Required work: In the passage on APOBEC3 editing of HIV-1, on which chromosome does the tandem array of seven human APOBEC3 cytidine deaminases sit?

In this study we define at unprecedented depth the specific APOBEC3 trinucleotide contexts of edited sites in cell culture experiments and show that the equivalent mutations that accrue in viral DNA in cells from patients through time provide a source of genetic variation upon which natural selection acts; thus, resolving the widely debated contribution of APOBEC3 editing to the genetic changes underlying the evolution of HIV-1 populations in natural infection [13], [22], [33]. Using a statistical framework that detects and corrects pyrosequencing errors, we show that APOBEC3D, APOBEC3F, APOBEC3G, and APOBEC3H, the cytidine deaminases of the human APOBEC3 gene family that are the cellular targets for HIV-1 protein Vif, have distinct, but overlapping trinucleotide contexts of the edited sites associated with antiviral defense. Mapping these APOBEC3-mediated G-to-A mutations onto the viral sequences from ten patients with primary HIV-1 infection through time is informative of the impact that these human genes can have on virus diversification. The over-representation of G-to-A mutations in the viral sequences compared with A-to-G or C-to-T or T-to-C mutations (in a A-rich, C-poor genome) suggests that accumulation of APOBEC3 mutations is well tolerated in diversifying sites and could account for the skewing of nucleotide and codon usage in the viral genome. We note that the total number and location of the APOBEC3 trinucleotide context of the edited sites within the viral genome and the extent to which they can accumulate through time need to be accounted for in evolutionary inference at the population-level.

The tandem array of the seven human cytidine deaminases of the APOBEC3 gene family on chromosome 22, which we distinguish by their target sequence consensus, suggest that multiple, related antiviral functions can contribute to the control of virus infection. Differences in single-stranded DNA binding, as well as translocation along engaged templates, may explain the sequence specificity of APOBEC3 activity and processing accuracy [51], [52]. Nucleotides adjacent to the APOBEC3 editing context likely influence the kinetics of G-to-A mutation. Functional biases in cytidine deaminase activity suggest that people may differ in the predominant expression of APOBEC3 and that these functionality-related genes may play a role in the spectrum of innate resistance that protects against invading viruses and contributes to phenotype. This conclusion, which could apply to other types of viruses or retroviral elements, suggests that human APOBEC3 proteins have clear impact at the boundary between the virus and its host.

It has been posited that limiting-levels of APOBEC3 activity could result in lethal mutations rather than rapid adaptation through acquisition of neutral or potentially beneficial mutations [33]. Further, that a single incorporated APOBEC3 unit is likely to cause extensive and inactivating levels of HIV-1 hypermutation. These conjectures are based on in silico analyses of optimized reference sequences that would be estimated to account for the mutation levels of 39 near-full length patient-derived hypermutated viral sequences selected from the HIV Sequence Database. As the analyses began with highly mutagenized HIV-1 genomes with 5′-GpG-3′ or 5′-GpA-3′ signatures of APOBEC3 editing from which the non-hypermutated reference sequences were derived, the estimated effect is distorted by a clear selection bias. Studies that have original patient-derived non-hypermutated reference sequences clearly corroborate the relevance of small increases in mutation frequency affected by APOBEC3 for genetic changes underlying virus evolution [53].

Data extract:
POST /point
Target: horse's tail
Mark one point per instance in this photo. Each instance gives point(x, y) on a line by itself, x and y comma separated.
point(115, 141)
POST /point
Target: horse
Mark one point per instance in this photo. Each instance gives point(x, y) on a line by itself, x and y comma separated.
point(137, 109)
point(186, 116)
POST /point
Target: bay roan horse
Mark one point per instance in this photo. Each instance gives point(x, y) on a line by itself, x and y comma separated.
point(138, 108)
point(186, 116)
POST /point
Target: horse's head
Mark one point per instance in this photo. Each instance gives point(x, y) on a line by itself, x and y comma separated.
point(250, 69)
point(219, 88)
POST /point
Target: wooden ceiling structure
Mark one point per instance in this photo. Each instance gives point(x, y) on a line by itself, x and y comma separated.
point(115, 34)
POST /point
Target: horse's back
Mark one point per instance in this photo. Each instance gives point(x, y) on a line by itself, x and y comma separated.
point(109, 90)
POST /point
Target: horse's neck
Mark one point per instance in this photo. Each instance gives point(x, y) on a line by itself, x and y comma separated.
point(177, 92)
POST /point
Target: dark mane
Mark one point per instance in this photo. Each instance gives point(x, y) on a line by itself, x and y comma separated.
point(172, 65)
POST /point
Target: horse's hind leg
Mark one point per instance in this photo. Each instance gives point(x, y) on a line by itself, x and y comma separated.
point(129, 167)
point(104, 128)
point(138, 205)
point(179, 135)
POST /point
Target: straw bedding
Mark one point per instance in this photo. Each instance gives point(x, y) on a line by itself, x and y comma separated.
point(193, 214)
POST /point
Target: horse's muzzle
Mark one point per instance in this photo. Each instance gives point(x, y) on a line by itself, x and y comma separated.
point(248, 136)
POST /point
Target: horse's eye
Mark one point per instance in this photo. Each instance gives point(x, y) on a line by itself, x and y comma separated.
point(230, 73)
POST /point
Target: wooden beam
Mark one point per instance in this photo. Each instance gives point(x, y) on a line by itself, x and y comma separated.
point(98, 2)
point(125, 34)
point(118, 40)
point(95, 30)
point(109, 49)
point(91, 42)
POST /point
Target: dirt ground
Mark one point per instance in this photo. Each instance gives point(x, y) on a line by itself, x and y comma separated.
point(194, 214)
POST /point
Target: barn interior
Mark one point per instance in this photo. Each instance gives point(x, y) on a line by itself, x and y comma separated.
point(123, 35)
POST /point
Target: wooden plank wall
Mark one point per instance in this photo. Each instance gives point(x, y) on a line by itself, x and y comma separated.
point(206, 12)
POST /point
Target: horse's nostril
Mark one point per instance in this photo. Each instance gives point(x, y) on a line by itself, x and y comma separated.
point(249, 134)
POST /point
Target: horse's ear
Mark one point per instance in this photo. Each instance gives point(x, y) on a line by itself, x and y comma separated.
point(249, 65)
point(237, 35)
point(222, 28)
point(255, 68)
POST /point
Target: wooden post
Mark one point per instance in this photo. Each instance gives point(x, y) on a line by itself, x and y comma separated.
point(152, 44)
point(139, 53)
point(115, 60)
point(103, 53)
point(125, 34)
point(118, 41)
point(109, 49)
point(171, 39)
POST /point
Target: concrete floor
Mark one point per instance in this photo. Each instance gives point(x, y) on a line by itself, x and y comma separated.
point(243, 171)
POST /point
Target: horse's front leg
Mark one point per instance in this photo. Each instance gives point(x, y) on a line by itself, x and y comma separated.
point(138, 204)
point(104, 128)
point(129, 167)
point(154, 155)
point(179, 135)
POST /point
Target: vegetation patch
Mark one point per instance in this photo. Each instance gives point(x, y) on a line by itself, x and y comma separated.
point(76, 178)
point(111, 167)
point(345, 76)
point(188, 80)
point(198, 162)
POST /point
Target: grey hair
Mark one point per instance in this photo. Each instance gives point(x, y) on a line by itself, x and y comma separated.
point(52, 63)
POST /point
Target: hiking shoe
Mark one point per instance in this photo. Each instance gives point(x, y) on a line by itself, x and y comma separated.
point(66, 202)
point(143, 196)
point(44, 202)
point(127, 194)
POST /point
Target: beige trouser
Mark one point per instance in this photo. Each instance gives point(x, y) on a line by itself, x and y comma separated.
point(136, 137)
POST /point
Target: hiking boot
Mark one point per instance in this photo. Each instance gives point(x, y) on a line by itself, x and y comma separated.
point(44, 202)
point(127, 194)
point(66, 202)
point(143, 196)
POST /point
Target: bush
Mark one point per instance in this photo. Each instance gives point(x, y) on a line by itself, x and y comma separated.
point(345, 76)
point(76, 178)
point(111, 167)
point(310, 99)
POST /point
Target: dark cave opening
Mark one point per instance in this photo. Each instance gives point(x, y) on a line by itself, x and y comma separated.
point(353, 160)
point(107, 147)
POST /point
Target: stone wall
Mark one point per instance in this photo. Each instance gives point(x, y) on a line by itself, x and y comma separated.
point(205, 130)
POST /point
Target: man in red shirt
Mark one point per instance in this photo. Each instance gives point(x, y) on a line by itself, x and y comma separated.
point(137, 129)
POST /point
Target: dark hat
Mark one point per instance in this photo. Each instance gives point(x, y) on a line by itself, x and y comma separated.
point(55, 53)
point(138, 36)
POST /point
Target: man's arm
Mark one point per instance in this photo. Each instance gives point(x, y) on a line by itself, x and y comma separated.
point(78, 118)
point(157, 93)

Answer box: Chromosome 22.